EXCERPT TO READ:
◆ ◆ ◆ ◆ ◆ ◆ ◆
Re: controversial paper

From: Mok-Kong Shen (mok-kong.shen_at_t-online.de)
Date: 09/30/03


Date: Tue, 30 Sep 2003 10:54:09 +0200


Mxsmanic wrote:
>
> Mok-Kong Shen writes:
>
> > The trouble is you would have to have one central place for
> > issuing the required number in order to avoid duplicates.
>
> Not necessarily. You could have n servers, each of which serves up only
> every nth address in sequence. Periodically (daily, monthly, whatever),
> you could verify that the address space is being completely filled, and
> make any necessary adjustments. As long as requests are evenly
> distributed across the servers, the net effect would be to assign
> addresses sequentially, and yet no central control point would be
> necessary.

Even then you do have at any time a part of the address
space (namely that part that is not yet allocated) unused,
don't you (as long as one has a fixed address space of
n bits)? The (theoretical) 'efficiency' could be higher
with your allocation, but that is still a 'relative' matter
and hence the choice of the proper scheme is to be judged
together with other factors of relevance.
◆ ◆ ◆ ◆ ◆ ◆ ◆
SUPPLIED ENTRIES:
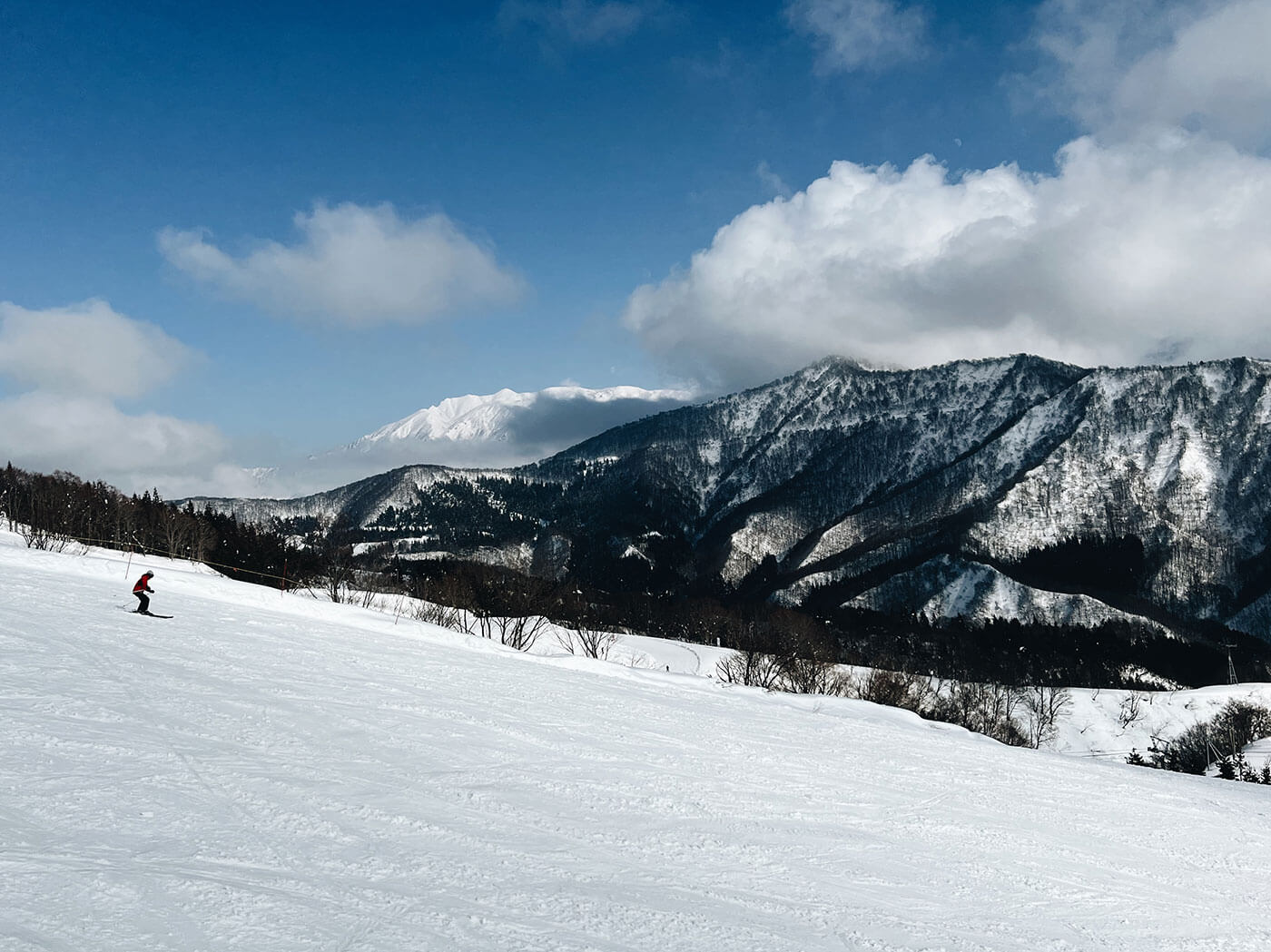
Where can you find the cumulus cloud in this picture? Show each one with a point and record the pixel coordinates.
(356, 266)
(861, 34)
(578, 22)
(72, 365)
(1201, 65)
(1143, 250)
(1152, 240)
(85, 348)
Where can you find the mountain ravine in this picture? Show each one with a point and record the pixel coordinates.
(1014, 487)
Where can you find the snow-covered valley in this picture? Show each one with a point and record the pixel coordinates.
(269, 771)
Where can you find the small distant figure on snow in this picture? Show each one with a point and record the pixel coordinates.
(140, 590)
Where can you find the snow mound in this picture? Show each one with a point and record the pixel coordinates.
(269, 771)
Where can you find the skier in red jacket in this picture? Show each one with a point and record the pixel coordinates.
(140, 590)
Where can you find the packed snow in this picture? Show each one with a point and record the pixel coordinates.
(267, 771)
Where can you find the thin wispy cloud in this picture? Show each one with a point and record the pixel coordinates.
(1118, 67)
(355, 266)
(70, 367)
(577, 22)
(1148, 243)
(861, 34)
(86, 348)
(1130, 253)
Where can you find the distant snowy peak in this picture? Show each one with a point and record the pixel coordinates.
(483, 418)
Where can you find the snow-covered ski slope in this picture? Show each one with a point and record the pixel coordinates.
(275, 773)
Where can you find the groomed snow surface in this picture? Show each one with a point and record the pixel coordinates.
(276, 773)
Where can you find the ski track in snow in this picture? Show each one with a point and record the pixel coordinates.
(275, 773)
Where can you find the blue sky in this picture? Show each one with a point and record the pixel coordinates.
(289, 224)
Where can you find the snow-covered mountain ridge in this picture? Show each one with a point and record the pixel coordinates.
(491, 417)
(487, 431)
(264, 770)
(1013, 487)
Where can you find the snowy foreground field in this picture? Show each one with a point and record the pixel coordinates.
(276, 773)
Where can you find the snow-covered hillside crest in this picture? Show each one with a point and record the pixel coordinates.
(842, 486)
(492, 417)
(488, 431)
(267, 770)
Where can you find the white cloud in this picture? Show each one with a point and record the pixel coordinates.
(85, 348)
(355, 265)
(1140, 250)
(75, 361)
(93, 438)
(861, 34)
(1124, 66)
(580, 22)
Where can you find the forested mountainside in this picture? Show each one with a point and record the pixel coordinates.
(1012, 488)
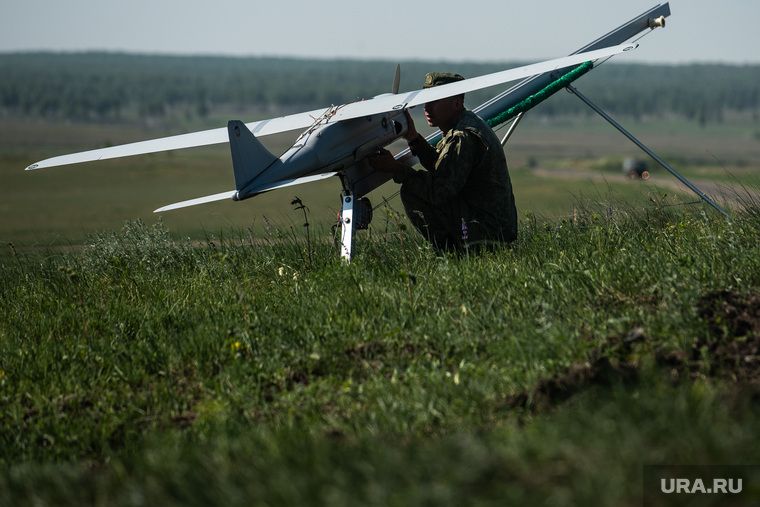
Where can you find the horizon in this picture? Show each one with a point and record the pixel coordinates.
(398, 32)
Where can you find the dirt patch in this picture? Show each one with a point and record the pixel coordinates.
(730, 351)
(609, 364)
(732, 348)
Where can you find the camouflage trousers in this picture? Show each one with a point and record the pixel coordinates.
(447, 228)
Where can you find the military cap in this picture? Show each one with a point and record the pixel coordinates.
(438, 78)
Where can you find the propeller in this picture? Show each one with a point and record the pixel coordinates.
(396, 79)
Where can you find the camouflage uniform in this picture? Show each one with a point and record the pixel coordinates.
(464, 195)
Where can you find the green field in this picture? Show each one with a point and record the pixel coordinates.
(247, 365)
(63, 205)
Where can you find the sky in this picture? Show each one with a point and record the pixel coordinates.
(697, 30)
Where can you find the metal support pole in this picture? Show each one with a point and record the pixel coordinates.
(346, 225)
(512, 128)
(649, 152)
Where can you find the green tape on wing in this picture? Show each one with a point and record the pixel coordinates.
(533, 100)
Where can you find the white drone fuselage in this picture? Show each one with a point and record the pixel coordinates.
(325, 149)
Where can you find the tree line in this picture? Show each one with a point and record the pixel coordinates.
(118, 86)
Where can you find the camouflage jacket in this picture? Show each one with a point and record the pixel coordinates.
(466, 174)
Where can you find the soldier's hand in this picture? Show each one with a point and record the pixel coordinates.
(383, 161)
(411, 130)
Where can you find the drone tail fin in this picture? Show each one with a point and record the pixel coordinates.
(249, 157)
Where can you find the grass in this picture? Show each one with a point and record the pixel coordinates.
(143, 369)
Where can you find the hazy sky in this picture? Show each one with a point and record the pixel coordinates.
(698, 30)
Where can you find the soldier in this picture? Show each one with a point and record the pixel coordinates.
(463, 197)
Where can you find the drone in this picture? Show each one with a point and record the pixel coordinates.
(337, 140)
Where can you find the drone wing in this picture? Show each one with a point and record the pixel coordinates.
(230, 194)
(380, 104)
(203, 138)
(390, 102)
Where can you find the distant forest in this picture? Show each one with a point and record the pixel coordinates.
(116, 86)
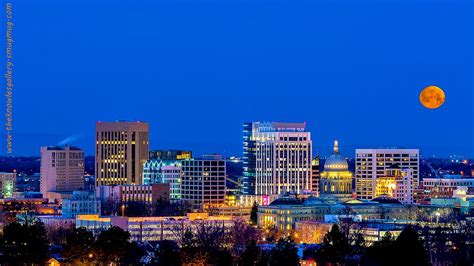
◆ ◆ ◆ ◆ ◆ ◆ ◆
PROBLEMS AND TASKS:
a) How many lines in the listing above contain the word "camouflage"? Reply with the number alone.
b) Write the next part of the newsgroup reply above about assigning addresses from several servers, picking up after its final sentence.

EXPECTED ANSWERS:
a) 3

b)
>
> > One needs decentralization, meaning that at each level
> > you have to have certain reserves in the address space
> > and at no time there is any consecutive part of the address
> > space that is fully (compactly) utilized (something you
> > desire, if I don't err).
>
> See above. You could assign eight servers or 128 servers, as required.
> The only constraint over time is that the address space be fully
> utilized, with no reserved but unused areas.

See my response above.

>
> > I think that the following analogy could be relevant in
> > some sense here: In programming for certain kinds of tasks,
> > one could either employ a large array that is only sparsely
> > occupied or employ a linked list that has all the entries
> > containing user data compactly stored together. Convenience,
> > if not also efficiency, considerations normally lead to the
> > employment of the first kind of data structure.
>
> Yes. Either way, you fill the address space sequentially, in time.
>
> However, if you artificially constrain the use of the address space,
> there are large portions of it that will never be filled, and at the
> same time there will be portions of it that do not have enough addresses
> available for the intended purpose.

Right. That's the 'efficiency' I referred to above. Note,
though, that in real-life one seldom (and often can't)
strive for any theoretical ideal but has to do some
compromise for economical, technical and other reasons.
Here I think that they have decided to sacrifice some
'efficiency' (in the sense mentioned above) in return
for other gains (other efficiencies), in that the scheme
selected is to be stepwise extended according to future
needs, instead of following your idea.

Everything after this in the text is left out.